** Start of Document text **

# Beats Music integration in iDrive



## MonkeyDigsBMW (Aug 24, 2013)

The music service MOG is changing to Beats music in April. Beats launched today. MOG users know that MOG is integrated wonderfully with iDrive. You can leave feedback here to persuade Beats to continue the integration with the new Beats app.

http://support.beatsmusic.com/hc/communities/public/questions/200378094-BMW-Integration

Let's do this!


----------



## Ilan (Oct 25, 2008)

everyone who uses mog should jump and vote all the answers up. we need this.


----------



## MonkeyDigsBMW (Aug 24, 2013)

Ilan said:


> everyone who uses mog should jump and vote all the answers up. we need this.


yes!!!!!


----------



## MonkeyDigsBMW (Aug 24, 2013)

please everyone reading this...go post in this thread if you haven't already....

http://support.beatsmusic.com/hc/com...MW-Integration


----------



## Ilan (Oct 25, 2008)

Any update on this ? I actually really like Beats Audio but iDrive integration will make it perfect.


----------



## gomichaelkgo (Mar 31, 2006)

Uh Oh, Beats is in talks to be purchased by Apple. 

The shuttering MOG service (which was AWESOME) is certainly doomed now.


----------

** End of Document text **
** Start of Data supplied **

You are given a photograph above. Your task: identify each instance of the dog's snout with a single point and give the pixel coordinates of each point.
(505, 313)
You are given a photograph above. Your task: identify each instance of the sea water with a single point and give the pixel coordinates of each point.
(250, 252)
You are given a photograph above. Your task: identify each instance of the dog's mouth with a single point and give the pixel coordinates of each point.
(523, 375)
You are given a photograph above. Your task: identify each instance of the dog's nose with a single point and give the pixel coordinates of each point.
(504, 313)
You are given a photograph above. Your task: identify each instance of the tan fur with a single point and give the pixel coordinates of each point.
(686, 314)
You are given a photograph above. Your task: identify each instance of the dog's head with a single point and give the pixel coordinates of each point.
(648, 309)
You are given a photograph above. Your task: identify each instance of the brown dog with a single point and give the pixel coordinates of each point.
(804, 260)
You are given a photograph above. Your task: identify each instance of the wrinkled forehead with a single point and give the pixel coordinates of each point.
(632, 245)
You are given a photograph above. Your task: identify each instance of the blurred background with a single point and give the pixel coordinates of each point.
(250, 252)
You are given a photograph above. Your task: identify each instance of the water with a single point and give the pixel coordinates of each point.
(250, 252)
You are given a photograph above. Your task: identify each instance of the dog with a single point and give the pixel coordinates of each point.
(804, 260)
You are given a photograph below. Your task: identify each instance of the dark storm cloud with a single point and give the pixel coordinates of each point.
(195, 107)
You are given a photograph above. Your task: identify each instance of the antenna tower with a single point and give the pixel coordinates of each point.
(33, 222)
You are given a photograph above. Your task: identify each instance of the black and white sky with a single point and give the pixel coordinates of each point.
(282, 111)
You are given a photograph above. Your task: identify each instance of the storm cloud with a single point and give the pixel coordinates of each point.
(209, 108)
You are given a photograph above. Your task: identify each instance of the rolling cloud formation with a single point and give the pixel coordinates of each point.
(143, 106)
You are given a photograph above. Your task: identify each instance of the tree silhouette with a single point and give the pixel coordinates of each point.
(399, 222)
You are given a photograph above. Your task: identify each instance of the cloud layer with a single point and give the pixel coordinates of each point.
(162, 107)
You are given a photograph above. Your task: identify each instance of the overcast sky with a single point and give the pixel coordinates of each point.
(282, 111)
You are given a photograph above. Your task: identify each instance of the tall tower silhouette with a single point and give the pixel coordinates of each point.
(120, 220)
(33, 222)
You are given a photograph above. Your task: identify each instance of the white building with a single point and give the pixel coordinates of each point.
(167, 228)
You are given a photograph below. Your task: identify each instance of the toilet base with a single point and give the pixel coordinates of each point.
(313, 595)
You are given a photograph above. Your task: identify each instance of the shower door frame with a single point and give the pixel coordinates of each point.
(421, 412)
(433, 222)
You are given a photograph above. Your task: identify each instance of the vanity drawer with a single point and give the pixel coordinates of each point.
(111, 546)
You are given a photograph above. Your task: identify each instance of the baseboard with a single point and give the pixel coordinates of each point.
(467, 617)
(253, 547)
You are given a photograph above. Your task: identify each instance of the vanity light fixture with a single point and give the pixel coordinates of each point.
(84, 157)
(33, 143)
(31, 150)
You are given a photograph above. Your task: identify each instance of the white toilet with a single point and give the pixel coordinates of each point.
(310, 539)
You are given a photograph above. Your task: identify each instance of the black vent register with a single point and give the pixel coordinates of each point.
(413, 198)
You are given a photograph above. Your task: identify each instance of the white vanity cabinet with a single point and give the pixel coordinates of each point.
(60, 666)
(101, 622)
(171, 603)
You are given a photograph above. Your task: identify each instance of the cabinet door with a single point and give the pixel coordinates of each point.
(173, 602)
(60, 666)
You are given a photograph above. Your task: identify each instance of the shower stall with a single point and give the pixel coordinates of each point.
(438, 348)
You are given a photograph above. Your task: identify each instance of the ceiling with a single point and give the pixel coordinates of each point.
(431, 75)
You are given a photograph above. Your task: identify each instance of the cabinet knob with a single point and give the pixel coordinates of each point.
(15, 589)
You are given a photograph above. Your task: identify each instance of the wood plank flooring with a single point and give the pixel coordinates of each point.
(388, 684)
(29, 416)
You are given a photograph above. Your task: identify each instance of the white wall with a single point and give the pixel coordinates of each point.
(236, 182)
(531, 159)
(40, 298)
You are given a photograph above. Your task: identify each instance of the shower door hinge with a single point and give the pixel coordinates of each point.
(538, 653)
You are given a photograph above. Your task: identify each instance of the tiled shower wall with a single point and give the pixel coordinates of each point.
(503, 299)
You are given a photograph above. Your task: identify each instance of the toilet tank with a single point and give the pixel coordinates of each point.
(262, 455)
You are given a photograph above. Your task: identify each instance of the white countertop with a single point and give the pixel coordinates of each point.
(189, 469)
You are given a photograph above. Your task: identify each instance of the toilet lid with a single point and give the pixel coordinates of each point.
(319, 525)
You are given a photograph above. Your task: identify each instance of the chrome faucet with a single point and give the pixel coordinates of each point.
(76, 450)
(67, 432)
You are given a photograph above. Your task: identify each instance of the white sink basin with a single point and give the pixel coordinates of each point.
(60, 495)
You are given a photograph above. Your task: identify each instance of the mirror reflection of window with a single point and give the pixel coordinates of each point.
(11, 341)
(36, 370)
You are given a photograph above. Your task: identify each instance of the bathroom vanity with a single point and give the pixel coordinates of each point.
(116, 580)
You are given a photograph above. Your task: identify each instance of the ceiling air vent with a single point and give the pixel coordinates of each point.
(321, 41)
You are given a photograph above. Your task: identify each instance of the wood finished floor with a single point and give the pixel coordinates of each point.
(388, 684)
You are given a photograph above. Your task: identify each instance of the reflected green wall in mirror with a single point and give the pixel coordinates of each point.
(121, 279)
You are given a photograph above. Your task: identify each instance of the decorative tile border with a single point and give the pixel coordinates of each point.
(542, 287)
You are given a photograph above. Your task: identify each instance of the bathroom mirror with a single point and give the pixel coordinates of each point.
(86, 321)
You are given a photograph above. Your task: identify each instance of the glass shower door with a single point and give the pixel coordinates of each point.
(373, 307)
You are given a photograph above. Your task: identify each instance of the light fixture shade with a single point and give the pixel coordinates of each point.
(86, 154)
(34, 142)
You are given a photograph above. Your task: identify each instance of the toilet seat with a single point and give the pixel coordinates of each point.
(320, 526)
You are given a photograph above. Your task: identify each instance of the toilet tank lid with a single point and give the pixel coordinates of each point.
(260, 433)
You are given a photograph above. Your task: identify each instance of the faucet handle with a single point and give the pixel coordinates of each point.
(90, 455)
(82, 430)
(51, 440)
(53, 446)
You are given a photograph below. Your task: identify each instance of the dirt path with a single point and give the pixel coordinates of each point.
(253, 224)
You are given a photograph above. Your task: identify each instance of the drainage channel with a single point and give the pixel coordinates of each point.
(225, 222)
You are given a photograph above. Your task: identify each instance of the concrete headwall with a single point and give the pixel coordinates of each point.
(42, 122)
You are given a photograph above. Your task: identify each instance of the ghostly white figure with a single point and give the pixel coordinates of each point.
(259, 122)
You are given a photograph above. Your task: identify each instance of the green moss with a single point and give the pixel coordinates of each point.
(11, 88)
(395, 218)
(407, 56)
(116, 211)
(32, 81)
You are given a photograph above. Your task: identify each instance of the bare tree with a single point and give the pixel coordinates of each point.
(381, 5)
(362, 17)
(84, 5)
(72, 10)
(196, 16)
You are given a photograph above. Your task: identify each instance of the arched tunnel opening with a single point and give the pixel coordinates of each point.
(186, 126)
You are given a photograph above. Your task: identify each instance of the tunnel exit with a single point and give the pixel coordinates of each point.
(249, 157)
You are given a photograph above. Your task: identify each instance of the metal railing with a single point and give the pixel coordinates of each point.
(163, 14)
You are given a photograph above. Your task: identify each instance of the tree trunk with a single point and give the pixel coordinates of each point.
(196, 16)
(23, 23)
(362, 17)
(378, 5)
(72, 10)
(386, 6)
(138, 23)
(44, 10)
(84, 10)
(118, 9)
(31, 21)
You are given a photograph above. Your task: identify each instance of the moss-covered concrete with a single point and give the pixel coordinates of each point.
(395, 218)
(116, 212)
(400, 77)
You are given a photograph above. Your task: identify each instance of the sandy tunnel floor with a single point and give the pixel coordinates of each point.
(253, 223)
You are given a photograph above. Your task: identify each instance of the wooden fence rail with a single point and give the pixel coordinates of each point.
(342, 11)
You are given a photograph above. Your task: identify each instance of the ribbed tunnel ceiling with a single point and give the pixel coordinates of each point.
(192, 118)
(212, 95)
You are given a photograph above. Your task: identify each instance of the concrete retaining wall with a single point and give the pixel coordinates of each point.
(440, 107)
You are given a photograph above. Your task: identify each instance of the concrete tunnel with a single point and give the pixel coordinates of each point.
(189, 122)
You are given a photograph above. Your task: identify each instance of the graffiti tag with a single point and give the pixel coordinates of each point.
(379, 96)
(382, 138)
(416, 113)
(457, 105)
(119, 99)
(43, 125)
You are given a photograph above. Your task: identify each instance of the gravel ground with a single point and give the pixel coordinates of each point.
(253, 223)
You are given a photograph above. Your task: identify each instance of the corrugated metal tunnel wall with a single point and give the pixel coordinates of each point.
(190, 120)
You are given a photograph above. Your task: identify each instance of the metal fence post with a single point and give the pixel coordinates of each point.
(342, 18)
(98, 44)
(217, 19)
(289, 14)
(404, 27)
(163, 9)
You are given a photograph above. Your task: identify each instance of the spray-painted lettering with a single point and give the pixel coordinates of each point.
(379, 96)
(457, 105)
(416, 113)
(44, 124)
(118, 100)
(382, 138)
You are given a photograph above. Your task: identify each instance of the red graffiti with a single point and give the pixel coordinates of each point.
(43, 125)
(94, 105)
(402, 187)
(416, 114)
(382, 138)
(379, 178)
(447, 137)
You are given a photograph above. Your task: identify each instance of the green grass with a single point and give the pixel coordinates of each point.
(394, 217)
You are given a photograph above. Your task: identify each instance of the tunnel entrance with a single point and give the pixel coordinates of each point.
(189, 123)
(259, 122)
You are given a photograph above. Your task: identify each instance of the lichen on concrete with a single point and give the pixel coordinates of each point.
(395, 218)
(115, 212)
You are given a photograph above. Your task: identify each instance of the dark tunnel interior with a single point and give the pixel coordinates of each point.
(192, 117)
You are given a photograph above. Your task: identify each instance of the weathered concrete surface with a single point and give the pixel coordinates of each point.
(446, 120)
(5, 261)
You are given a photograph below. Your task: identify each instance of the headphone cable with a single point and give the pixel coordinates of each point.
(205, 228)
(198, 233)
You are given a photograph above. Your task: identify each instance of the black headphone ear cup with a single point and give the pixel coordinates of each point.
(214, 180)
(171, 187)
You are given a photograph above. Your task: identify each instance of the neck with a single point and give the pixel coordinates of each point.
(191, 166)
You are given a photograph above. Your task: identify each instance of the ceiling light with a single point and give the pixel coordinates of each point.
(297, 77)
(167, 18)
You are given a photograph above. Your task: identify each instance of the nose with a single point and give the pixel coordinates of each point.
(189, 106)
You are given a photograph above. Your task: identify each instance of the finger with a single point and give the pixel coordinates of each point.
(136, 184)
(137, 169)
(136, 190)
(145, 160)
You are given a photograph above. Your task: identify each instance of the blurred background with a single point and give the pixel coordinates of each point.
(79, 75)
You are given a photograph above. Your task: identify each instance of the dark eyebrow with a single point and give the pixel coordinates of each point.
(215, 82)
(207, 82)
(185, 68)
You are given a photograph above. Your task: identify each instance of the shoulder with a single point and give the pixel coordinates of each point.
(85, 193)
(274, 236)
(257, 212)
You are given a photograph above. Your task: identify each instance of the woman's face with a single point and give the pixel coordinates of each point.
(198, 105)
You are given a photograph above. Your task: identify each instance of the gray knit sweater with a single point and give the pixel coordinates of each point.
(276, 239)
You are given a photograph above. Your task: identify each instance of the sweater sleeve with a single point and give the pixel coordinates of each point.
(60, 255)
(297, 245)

** End of Data supplied **

### Directions
1. Output the entire forum thread on Beats Music integration in iDrive, word for word.
2. Gather each line of the listing that contains the string "graffiti" and copy those lines.
The forum thread and the listing have no connection to each other.

### Expected answers
1.
# Beats Music integration in iDrive



## MonkeyDigsBMW (Aug 24, 2013)

The music service MOG is changing to Beats music in April. Beats launched today. MOG users know that MOG is integrated wonderfully with iDrive. You can leave feedback here to persuade Beats to continue the integration with the new Beats app.

http://support.beatsmusic.com/hc/communities/public/questions/200378094-BMW-Integration

Let's do this!


----------



## Ilan (Oct 25, 2008)

everyone who uses mog should jump and vote all the answers up. we need this.


----------



## MonkeyDigsBMW (Aug 24, 2013)

Ilan said:


> everyone who uses mog should jump and vote all the answers up. we need this.


yes!!!!!


----------



## MonkeyDigsBMW (Aug 24, 2013)

please everyone reading this...go post in this thread if you haven't already....

http://support.beatsmusic.com/hc/com...MW-Integration


----------



## Ilan (Oct 25, 2008)

Any update on this ? I actually really like Beats Audio but iDrive integration will make it perfect.


----------



## gomichaelkgo (Mar 31, 2006)

Uh Oh, Beats is in talks to be purchased by Apple. 

The shuttering MOG service (which was AWESOME) is certainly doomed now.


----------

2.
You are given a photograph above. Your task: identify each instance of the graffiti tag with a single point and give the pixel coordinates of each point.
You are given a photograph above. Your task: identify each instance of the red graffiti with a single point and give the pixel coordinates of each point.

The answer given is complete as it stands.